● Data records
-=-=-

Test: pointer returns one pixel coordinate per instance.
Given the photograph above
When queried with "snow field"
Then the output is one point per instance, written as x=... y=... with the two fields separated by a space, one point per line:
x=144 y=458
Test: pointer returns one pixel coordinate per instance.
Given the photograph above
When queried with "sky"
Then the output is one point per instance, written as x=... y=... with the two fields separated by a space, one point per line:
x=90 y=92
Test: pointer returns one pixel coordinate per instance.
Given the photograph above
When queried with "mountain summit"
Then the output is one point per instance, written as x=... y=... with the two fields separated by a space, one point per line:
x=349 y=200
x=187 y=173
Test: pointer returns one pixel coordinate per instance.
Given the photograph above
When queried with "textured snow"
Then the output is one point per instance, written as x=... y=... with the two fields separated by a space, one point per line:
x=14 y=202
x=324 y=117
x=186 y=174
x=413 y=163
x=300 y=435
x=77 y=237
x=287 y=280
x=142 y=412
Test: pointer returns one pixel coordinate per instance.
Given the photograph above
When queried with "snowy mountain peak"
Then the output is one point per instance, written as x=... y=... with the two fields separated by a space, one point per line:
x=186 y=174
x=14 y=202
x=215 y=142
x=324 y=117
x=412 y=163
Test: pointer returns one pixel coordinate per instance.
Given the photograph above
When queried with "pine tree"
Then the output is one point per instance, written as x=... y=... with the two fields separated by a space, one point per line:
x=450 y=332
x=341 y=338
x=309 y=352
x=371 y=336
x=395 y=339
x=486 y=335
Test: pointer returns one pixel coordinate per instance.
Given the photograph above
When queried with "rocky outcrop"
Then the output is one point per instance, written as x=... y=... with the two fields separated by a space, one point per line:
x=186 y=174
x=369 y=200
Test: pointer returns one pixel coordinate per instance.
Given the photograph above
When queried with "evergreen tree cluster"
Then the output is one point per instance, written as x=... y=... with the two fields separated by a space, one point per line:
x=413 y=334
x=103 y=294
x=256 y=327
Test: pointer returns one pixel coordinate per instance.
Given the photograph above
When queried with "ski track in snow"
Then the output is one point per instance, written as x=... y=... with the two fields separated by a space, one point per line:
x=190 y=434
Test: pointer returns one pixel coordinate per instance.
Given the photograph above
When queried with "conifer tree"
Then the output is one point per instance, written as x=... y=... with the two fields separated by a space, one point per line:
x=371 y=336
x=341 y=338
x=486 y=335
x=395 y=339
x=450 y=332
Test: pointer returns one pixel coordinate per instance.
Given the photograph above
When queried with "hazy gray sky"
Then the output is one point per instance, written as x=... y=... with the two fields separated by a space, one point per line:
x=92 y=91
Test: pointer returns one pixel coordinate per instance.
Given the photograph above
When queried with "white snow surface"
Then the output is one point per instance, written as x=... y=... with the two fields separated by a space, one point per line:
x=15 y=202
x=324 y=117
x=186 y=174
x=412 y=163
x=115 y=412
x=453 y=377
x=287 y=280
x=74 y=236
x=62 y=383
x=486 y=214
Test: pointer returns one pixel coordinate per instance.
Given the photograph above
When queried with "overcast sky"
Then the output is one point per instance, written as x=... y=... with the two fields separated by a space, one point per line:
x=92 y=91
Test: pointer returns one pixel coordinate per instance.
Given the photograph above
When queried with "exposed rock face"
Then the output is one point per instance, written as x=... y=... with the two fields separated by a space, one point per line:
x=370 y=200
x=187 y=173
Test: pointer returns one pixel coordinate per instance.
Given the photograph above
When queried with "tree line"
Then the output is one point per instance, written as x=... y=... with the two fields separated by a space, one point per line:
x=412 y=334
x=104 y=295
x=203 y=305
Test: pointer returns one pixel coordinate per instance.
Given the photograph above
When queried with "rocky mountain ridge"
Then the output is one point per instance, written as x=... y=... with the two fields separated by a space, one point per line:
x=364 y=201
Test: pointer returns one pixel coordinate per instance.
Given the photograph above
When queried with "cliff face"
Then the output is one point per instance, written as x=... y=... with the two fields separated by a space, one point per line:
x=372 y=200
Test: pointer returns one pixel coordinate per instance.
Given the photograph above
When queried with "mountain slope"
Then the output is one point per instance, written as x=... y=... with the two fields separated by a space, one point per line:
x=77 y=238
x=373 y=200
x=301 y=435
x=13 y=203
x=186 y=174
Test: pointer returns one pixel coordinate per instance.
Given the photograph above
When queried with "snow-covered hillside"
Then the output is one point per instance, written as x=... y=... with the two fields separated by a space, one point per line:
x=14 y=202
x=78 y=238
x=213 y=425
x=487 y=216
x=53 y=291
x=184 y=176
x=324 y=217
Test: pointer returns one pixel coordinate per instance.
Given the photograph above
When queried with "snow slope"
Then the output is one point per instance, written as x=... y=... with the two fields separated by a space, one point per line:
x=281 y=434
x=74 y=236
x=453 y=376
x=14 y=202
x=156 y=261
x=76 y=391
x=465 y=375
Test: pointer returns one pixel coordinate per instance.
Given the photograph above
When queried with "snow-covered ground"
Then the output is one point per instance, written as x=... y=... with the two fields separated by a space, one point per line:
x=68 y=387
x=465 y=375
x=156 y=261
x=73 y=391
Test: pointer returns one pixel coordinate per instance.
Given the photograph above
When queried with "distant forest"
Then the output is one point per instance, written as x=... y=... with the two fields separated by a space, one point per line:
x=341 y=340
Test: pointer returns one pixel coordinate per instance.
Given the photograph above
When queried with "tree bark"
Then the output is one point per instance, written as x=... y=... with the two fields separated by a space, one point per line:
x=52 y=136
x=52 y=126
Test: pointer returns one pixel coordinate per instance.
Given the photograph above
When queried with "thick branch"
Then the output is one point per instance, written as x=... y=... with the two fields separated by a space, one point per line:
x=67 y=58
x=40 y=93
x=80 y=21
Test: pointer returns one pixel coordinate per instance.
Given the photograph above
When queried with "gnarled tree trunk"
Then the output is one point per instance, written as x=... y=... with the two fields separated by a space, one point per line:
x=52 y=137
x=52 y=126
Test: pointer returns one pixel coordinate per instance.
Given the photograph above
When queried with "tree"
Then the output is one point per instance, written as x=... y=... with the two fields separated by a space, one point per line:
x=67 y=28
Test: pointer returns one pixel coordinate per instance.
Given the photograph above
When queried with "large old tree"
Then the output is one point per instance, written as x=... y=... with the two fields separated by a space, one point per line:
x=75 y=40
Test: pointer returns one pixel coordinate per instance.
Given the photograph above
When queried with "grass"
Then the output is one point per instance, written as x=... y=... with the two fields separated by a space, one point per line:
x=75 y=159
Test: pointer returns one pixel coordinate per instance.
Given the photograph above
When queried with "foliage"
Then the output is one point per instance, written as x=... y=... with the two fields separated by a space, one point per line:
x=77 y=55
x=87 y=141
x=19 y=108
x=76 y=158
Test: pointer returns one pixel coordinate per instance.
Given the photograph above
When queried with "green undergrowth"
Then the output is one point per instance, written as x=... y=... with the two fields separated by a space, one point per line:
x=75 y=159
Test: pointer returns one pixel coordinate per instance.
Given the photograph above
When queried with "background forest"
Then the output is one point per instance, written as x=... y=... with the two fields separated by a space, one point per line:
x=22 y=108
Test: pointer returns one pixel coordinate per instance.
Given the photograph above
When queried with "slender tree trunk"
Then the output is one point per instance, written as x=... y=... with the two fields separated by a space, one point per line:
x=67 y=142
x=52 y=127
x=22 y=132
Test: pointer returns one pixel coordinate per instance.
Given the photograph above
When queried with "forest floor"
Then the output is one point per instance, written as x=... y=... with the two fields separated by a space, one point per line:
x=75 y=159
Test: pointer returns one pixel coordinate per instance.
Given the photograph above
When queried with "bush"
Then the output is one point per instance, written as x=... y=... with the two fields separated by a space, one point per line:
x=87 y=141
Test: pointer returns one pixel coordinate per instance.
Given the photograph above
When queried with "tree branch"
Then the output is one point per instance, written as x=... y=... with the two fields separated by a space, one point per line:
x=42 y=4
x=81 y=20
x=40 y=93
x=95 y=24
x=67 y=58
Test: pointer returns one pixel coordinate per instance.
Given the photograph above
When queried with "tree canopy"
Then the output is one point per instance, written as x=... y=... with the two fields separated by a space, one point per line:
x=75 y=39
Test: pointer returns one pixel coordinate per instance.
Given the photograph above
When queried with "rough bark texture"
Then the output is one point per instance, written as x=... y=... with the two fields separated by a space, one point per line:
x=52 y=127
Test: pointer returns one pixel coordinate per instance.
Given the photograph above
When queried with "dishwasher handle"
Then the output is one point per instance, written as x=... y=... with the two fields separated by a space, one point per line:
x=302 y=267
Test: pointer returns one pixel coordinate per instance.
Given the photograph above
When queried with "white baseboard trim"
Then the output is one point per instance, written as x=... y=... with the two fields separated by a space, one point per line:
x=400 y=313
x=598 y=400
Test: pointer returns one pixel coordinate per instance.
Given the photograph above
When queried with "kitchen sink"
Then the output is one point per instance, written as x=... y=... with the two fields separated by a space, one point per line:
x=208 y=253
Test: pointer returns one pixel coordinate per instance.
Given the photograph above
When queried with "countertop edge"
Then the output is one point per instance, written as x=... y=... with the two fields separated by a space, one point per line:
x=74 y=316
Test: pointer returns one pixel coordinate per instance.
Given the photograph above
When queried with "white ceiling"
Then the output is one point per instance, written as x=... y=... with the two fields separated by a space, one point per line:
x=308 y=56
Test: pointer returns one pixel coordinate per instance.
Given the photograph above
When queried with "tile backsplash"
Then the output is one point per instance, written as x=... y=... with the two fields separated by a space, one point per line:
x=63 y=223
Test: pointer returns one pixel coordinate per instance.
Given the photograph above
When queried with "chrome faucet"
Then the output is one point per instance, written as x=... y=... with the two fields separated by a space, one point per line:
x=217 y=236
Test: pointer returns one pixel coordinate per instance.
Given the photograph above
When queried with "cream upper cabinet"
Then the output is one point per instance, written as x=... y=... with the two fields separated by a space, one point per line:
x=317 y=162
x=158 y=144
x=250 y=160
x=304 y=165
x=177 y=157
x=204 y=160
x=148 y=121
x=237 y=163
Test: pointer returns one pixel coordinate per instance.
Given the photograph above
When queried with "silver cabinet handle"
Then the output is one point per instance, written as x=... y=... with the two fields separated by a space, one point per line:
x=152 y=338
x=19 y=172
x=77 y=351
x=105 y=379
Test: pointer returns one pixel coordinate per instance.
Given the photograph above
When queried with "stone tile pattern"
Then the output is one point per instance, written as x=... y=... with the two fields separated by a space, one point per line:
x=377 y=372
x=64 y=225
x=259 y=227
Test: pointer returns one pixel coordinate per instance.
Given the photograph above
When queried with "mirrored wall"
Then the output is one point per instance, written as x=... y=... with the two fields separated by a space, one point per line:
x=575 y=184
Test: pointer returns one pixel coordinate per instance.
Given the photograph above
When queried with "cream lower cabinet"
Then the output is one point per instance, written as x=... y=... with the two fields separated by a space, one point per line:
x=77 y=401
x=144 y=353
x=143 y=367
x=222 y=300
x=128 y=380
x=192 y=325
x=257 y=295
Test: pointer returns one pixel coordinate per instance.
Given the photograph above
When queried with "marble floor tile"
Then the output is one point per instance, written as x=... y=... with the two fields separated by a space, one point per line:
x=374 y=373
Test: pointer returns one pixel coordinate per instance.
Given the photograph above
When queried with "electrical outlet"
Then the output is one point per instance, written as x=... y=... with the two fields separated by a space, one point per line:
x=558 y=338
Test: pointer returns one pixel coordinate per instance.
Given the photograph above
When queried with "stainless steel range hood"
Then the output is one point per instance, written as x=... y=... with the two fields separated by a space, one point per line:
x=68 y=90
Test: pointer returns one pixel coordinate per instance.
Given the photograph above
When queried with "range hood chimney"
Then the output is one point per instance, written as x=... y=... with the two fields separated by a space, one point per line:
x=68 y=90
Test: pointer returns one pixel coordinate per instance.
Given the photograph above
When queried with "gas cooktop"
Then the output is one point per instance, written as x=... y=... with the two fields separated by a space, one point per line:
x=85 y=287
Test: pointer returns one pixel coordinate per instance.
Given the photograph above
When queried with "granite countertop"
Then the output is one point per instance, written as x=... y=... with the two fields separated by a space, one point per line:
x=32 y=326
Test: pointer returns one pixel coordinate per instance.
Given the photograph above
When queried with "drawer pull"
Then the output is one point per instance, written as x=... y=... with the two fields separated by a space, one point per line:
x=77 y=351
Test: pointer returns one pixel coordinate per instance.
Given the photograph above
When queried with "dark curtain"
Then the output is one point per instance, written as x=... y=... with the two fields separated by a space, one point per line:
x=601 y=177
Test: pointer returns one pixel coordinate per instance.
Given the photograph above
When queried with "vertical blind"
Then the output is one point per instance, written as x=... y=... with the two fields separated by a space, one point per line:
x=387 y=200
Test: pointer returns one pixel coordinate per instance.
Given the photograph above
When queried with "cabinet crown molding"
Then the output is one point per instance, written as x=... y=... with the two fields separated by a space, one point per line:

-=-=-

In the listing above, which lines include the string "tile"? Return every one of them.

When queried with "tile backsplash"
When queried with "stone tile pattern"
When queried with "marble floor tile"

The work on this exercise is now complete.